> **Descrizione del compito**: Prosegui l'articolo sulla storia del Veganesimo, riprendendo subito dopo l'ultima frase riportata.

Ottant'anni di Veganesimo, tra scoperte e polemiche: dove nasce e quando
La storia di una cultura alimentare e degli attuali attacchi sui social. La nascita della Vegan Society nel Regno Unito

Il Veganesimo è una scelta alimentare che in realtà conta ben più di 80 candeline sulla sua torta senza burro e senza uova, tante popolazioni fin dall’antichità, infatti, hanno scelto di non cibarsi degli animali e dei loro derivati per ragioni religiose, morali ed etiche. In Occidente però nasce ufficialmente nel 1946 nel Regno Unito, come costola della Vegetarian Society, un nutrito gruppo di persone che aveva promosso in tutta l'Inghilterra la loro cultura.

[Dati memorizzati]
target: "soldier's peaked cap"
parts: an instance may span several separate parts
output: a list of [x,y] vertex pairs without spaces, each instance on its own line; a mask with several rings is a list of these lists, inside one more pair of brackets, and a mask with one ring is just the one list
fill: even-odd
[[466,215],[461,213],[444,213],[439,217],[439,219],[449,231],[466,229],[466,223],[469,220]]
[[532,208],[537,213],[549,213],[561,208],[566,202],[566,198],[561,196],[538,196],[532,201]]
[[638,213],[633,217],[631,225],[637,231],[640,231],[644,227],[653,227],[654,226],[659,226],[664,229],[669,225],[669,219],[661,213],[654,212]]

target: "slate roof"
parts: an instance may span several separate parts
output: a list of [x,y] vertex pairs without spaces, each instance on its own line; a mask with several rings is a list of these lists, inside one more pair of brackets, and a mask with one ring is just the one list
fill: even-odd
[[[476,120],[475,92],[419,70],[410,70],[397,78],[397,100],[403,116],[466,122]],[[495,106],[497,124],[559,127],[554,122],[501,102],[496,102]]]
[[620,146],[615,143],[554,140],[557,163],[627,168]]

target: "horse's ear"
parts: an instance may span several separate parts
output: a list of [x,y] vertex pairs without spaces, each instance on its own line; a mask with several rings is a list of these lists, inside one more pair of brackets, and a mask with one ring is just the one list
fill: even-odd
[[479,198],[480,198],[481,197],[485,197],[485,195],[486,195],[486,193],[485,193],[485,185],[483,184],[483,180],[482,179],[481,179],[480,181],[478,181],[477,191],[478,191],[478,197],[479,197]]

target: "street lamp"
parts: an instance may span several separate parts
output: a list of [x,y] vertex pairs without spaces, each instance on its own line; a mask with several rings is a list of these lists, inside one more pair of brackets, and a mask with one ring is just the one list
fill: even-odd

> **Risposta scritta**:
Dalla Vegetarian Society a un ideale nuovo
È Donald Watson che crea una newsletter dal nome Vegan News e che indirizza una lettera alla Vegetarian Society per comunicare che lui, e altre settanta persone, hanno rinunciato a latticini e uova e che quindi bisogna coniare un termine apposito che li distingua. Nasce così la Vegan Society, accompagnata da ‘Vegan recipes’, un utile libro di ricette che spiegava in modo pratico come poter seguire una dieta gustosa e bilanciata senza proteine animali, firmato da Fay K. Henderson e dalla moglie Allen. In seguito l’equilibrio dell’associazione incontrò qualche difficoltà con l’affiliazione di Leslie Cross, considerato molto estremista, che premeva affinché i membri della Vegan Society si schierassero in modo netto anche contro la caccia, la pesca e in generale ogni attività che prevedeva lo sfruttamento degli animali. Ancora oggi il movimento ha al suo interno posizioni più o meno moderate su questi argomenti mentre alcune frange hanno portato le battaglie sul piano sociale e politico dando vita a gruppi antispecisti.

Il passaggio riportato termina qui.